Listed entries:
▼

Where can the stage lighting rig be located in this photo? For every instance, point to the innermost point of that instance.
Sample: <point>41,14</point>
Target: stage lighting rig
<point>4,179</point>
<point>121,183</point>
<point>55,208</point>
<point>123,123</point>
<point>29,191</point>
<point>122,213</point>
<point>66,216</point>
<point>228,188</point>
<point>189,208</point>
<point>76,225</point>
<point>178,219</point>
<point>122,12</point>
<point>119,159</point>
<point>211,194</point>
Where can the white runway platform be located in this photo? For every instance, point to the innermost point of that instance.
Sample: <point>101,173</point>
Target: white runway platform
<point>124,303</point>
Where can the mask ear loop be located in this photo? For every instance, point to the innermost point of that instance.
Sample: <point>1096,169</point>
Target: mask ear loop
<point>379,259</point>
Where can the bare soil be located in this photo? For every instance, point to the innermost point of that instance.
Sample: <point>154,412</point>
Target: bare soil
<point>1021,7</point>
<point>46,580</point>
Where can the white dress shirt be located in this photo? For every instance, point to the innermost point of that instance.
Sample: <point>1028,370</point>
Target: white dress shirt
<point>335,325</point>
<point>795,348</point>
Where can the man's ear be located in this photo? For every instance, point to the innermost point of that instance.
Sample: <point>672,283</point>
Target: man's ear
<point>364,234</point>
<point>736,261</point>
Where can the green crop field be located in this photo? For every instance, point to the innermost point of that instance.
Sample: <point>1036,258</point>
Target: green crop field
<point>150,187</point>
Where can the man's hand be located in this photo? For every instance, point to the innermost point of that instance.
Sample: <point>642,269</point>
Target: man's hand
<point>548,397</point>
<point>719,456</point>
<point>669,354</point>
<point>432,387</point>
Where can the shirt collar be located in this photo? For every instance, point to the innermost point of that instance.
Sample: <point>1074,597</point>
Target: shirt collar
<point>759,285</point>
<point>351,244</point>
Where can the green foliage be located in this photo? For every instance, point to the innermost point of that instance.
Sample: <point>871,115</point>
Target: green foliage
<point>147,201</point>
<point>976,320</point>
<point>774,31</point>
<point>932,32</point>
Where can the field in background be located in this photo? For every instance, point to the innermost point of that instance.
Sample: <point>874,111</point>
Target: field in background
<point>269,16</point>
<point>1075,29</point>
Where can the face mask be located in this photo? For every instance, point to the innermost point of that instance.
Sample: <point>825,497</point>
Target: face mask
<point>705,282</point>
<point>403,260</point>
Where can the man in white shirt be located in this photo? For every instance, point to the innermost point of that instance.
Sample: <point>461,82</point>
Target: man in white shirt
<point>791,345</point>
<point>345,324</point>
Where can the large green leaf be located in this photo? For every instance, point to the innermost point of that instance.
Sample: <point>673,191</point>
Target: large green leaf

▲

Output the lines of the records above exactly as they appear, from the line containing "Where can the white runway" through the line containing "Where can the white dress".

Where can the white runway platform be located in this photo? For every instance, point to the innermost point of that instance.
Sample: <point>101,173</point>
Target: white runway platform
<point>124,303</point>
Where can the mask ear loop be located in this photo? For every instance, point to the innermost point of that instance.
Sample: <point>1096,169</point>
Target: mask ear loop
<point>379,259</point>
Where can the bare soil be located in this photo? For every instance, point to the innermost point of that instance.
Sample: <point>154,412</point>
Target: bare soil
<point>1021,7</point>
<point>46,580</point>
Where can the white dress shirt be located in this photo? For every instance, point to the innermost point of that instance.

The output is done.